# Records provided:
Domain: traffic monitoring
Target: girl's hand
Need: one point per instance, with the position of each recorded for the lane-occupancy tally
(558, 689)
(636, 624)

# What to work on:
Copy these lines word for word.

# Solution for this problem:
Domain: traffic monitoring
Target: girl's hand
Need: one point per instance, with the position of each recorded for the lane-occupancy tally
(558, 689)
(636, 624)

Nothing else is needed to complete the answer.